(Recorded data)
☆ ☆ ☆ ☆ ☆ ☆ ☆

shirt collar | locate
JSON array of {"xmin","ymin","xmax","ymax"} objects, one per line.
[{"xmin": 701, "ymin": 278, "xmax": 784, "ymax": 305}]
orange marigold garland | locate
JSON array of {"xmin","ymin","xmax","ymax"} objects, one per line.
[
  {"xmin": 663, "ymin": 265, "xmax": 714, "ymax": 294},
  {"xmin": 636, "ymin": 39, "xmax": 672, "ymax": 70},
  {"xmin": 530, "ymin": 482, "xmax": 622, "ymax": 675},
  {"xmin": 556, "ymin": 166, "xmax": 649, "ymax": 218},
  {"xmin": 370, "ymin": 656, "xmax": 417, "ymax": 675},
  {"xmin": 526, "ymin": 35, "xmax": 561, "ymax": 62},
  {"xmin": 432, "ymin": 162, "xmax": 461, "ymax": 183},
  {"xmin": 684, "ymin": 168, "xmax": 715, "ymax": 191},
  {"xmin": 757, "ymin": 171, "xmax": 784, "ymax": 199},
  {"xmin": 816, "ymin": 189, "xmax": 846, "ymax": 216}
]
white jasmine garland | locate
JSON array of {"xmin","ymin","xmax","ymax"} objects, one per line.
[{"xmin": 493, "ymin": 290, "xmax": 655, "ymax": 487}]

☆ ☆ ☆ ☆ ☆ ☆ ☆

• [Exercise goal]: How many of the lines above hold the word "locate"? Give only that number.

• [Answer for this exercise]: 3